[Problem to work on]
In the threading code below, rewrite the block that begins "'' reactivating all threads" as a short list of its steps.
--- Start of Page text ---
Dim threads(1 To threadnumber) As Any Ptr

hcondrestart = Condcreate()
hmutexrestart = Mutexcreate()
hcondready = Condcreate()
hmutexready = MutexCreate()

        '' just for visualizing the main code status
            Print "Start all threads from main code :"
        
'' starting all threads
    For i As Integer = 1 To threadnumber
        u(i).id = i
        threads(i) = Threadcreate(@mythread, @u(i))
    Next i

'' waiting for all threads waiting for synchronisation
    Mutexlock hmutexready
        Do Until threadcount = threadnumber
            Condwait(hcondready, hmutexready)
        Loop
        threadcount = 0
    Mutexunlock hmutexready

        '' just for visualizing the main code status
            Print "All thread seen waiting 1st time from main code"
            
        '' just for visualizing the main code status
            Print
            Print "Reactivate 1st time all threads from main code :"
        
'' reactivating all threads
    Mutexlock hmutexrestart
        restart1 = 1
        Condbroadcast hcondrestart
    Mutexunlock hmutexrestart

'' waiting for all threads waiting for synchronisation
    Mutexlock hmutexready
        Do Until threadcount = threadnumber
            Condwait(hcondready, hmutexready)
        Loop
    Mutexunlock hmutexready

        '' just for visualizing the main code status
            Print "All thread seen waiting 2nd time from main code"
--- End of Page text ---
--- Start of Excerpted records ---
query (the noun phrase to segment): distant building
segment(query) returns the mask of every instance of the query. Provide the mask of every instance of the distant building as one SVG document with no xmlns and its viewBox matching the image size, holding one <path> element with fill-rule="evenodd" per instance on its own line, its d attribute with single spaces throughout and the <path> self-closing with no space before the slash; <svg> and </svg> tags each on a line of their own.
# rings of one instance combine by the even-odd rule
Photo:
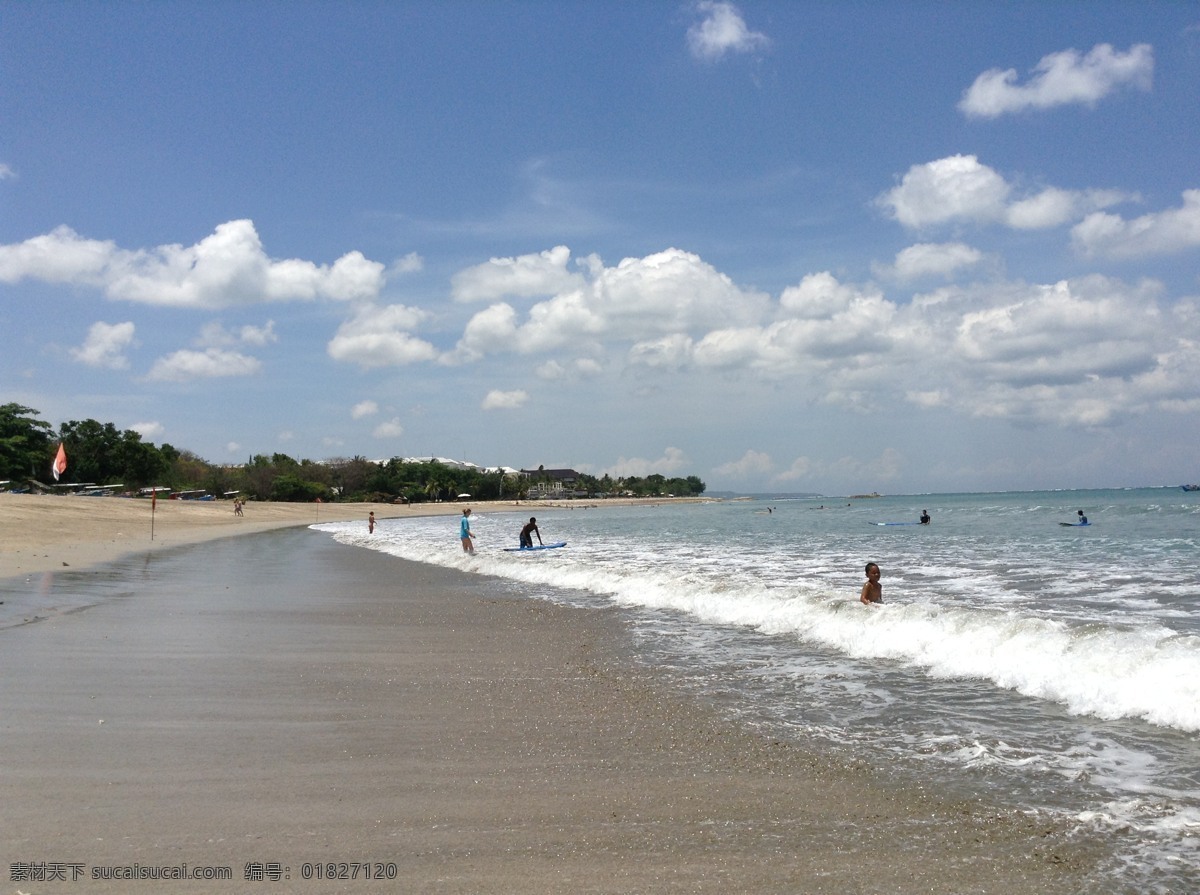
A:
<svg viewBox="0 0 1200 895">
<path fill-rule="evenodd" d="M 574 469 L 522 469 L 521 475 L 529 480 L 527 493 L 530 500 L 587 497 L 575 487 L 580 481 L 580 474 Z"/>
</svg>

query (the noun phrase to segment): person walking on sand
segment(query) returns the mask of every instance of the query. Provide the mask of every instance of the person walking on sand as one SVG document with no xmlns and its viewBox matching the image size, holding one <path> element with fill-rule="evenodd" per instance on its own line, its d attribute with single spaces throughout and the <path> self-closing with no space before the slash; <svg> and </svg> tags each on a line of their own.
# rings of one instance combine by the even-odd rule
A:
<svg viewBox="0 0 1200 895">
<path fill-rule="evenodd" d="M 470 530 L 470 507 L 468 506 L 462 511 L 462 519 L 458 522 L 458 537 L 462 540 L 462 552 L 474 553 L 475 545 L 472 541 L 475 540 L 475 535 Z"/>
<path fill-rule="evenodd" d="M 538 535 L 538 543 L 542 543 L 541 531 L 538 530 L 538 519 L 530 516 L 529 521 L 521 527 L 521 546 L 533 547 L 533 535 Z M 542 546 L 545 545 L 542 543 Z"/>
<path fill-rule="evenodd" d="M 870 606 L 883 602 L 883 585 L 880 584 L 880 566 L 876 563 L 866 564 L 866 583 L 863 584 L 863 593 L 859 601 Z"/>
</svg>

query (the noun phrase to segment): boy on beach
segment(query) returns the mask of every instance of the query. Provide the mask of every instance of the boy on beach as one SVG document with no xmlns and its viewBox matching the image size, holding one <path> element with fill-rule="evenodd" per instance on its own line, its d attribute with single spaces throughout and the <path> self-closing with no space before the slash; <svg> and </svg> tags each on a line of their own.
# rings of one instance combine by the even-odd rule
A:
<svg viewBox="0 0 1200 895">
<path fill-rule="evenodd" d="M 866 564 L 866 583 L 858 599 L 868 606 L 883 602 L 883 585 L 880 584 L 880 566 L 876 563 Z"/>
<path fill-rule="evenodd" d="M 462 540 L 463 553 L 475 552 L 475 545 L 472 543 L 475 540 L 475 535 L 470 531 L 470 507 L 462 511 L 462 521 L 458 523 L 458 537 Z"/>
</svg>

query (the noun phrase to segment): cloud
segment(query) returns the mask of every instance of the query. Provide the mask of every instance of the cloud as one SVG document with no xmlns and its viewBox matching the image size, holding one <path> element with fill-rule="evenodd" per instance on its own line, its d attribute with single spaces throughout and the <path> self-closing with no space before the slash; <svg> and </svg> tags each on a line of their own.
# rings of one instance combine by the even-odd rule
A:
<svg viewBox="0 0 1200 895">
<path fill-rule="evenodd" d="M 134 326 L 132 323 L 94 323 L 88 329 L 88 337 L 78 348 L 71 349 L 71 356 L 90 367 L 108 370 L 127 370 L 128 358 L 125 349 L 133 344 Z"/>
<path fill-rule="evenodd" d="M 388 268 L 389 276 L 402 276 L 404 274 L 416 274 L 425 270 L 425 259 L 416 252 L 409 252 L 403 258 L 397 258 Z"/>
<path fill-rule="evenodd" d="M 773 322 L 647 343 L 631 361 L 781 382 L 798 400 L 860 412 L 907 402 L 1102 426 L 1200 398 L 1200 310 L 1163 308 L 1160 294 L 1153 281 L 1091 276 L 943 287 L 896 302 L 812 274 L 785 290 Z"/>
<path fill-rule="evenodd" d="M 468 322 L 455 349 L 458 361 L 490 354 L 534 354 L 563 348 L 595 353 L 602 341 L 648 341 L 713 326 L 760 322 L 769 299 L 745 292 L 697 256 L 677 248 L 625 258 L 614 268 L 589 265 L 578 288 L 521 314 L 498 302 Z"/>
<path fill-rule="evenodd" d="M 812 474 L 812 461 L 808 457 L 797 457 L 792 461 L 792 464 L 785 469 L 782 473 L 776 475 L 772 481 L 776 482 L 791 482 L 799 479 L 806 479 Z"/>
<path fill-rule="evenodd" d="M 983 260 L 983 252 L 964 242 L 918 242 L 896 252 L 895 263 L 881 272 L 896 280 L 952 277 Z"/>
<path fill-rule="evenodd" d="M 70 227 L 0 246 L 0 282 L 23 278 L 98 288 L 109 299 L 187 308 L 269 301 L 373 299 L 383 265 L 349 252 L 332 265 L 272 260 L 251 221 L 229 221 L 194 246 L 128 251 Z"/>
<path fill-rule="evenodd" d="M 376 438 L 400 438 L 404 434 L 404 427 L 400 425 L 400 419 L 394 418 L 388 422 L 380 422 L 372 433 Z"/>
<path fill-rule="evenodd" d="M 1096 212 L 1070 232 L 1075 250 L 1085 256 L 1114 259 L 1147 258 L 1200 247 L 1200 190 L 1186 190 L 1177 209 L 1133 221 Z"/>
<path fill-rule="evenodd" d="M 568 271 L 570 258 L 566 246 L 539 254 L 492 258 L 455 274 L 451 294 L 455 301 L 494 301 L 505 295 L 532 298 L 569 292 L 583 284 L 578 274 Z"/>
<path fill-rule="evenodd" d="M 686 469 L 691 464 L 688 455 L 678 448 L 667 448 L 658 459 L 642 459 L 641 457 L 622 457 L 607 469 L 601 469 L 596 475 L 604 477 L 610 475 L 613 479 L 629 479 L 631 476 L 644 477 L 647 475 L 672 475 Z"/>
<path fill-rule="evenodd" d="M 688 48 L 696 59 L 715 62 L 726 53 L 754 53 L 770 46 L 767 35 L 746 28 L 742 11 L 731 2 L 701 0 L 695 8 L 703 16 L 688 29 Z"/>
<path fill-rule="evenodd" d="M 404 305 L 367 305 L 343 323 L 326 346 L 334 360 L 361 367 L 385 367 L 436 360 L 438 349 L 416 338 L 426 312 Z"/>
<path fill-rule="evenodd" d="M 1015 68 L 992 68 L 964 92 L 959 110 L 968 118 L 998 118 L 1025 109 L 1049 109 L 1081 103 L 1094 106 L 1122 85 L 1150 90 L 1154 50 L 1134 44 L 1128 53 L 1099 43 L 1086 56 L 1067 49 L 1042 58 L 1028 83 L 1016 83 Z"/>
<path fill-rule="evenodd" d="M 726 479 L 751 479 L 767 475 L 774 468 L 769 453 L 748 450 L 739 459 L 722 463 L 713 469 L 713 474 Z"/>
<path fill-rule="evenodd" d="M 1116 190 L 1050 187 L 1012 199 L 1013 186 L 976 156 L 947 156 L 914 164 L 875 203 L 900 224 L 920 229 L 956 222 L 1044 229 L 1136 197 Z"/>
<path fill-rule="evenodd" d="M 602 372 L 604 366 L 593 358 L 576 358 L 575 360 L 565 364 L 557 360 L 548 360 L 545 364 L 538 365 L 534 370 L 534 374 L 539 379 L 546 379 L 550 382 L 562 379 L 590 379 L 600 376 Z"/>
<path fill-rule="evenodd" d="M 524 407 L 529 401 L 529 394 L 517 389 L 515 391 L 499 391 L 492 389 L 487 392 L 480 407 L 485 410 L 516 410 Z"/>
<path fill-rule="evenodd" d="M 235 346 L 263 347 L 277 342 L 275 320 L 268 320 L 265 326 L 241 326 L 235 332 L 227 330 L 220 322 L 205 324 L 197 343 L 205 348 L 230 348 Z"/>
<path fill-rule="evenodd" d="M 251 376 L 262 367 L 262 361 L 258 359 L 238 352 L 222 348 L 208 348 L 203 352 L 184 349 L 156 360 L 146 378 L 180 383 L 188 379 Z"/>
</svg>

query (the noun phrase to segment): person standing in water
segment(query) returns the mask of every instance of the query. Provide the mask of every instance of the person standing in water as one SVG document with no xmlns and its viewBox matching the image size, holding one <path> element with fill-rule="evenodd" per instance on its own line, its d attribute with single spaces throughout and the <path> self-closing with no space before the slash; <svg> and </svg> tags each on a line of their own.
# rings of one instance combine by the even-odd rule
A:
--- End of Excerpted records ---
[In response]
- Lock hmutexrestart with Mutexlock.
- Set restart1 to 1.
- Call Condbroadcast on hcondrestart.
- Unlock hmutexrestart with Mutexunlock.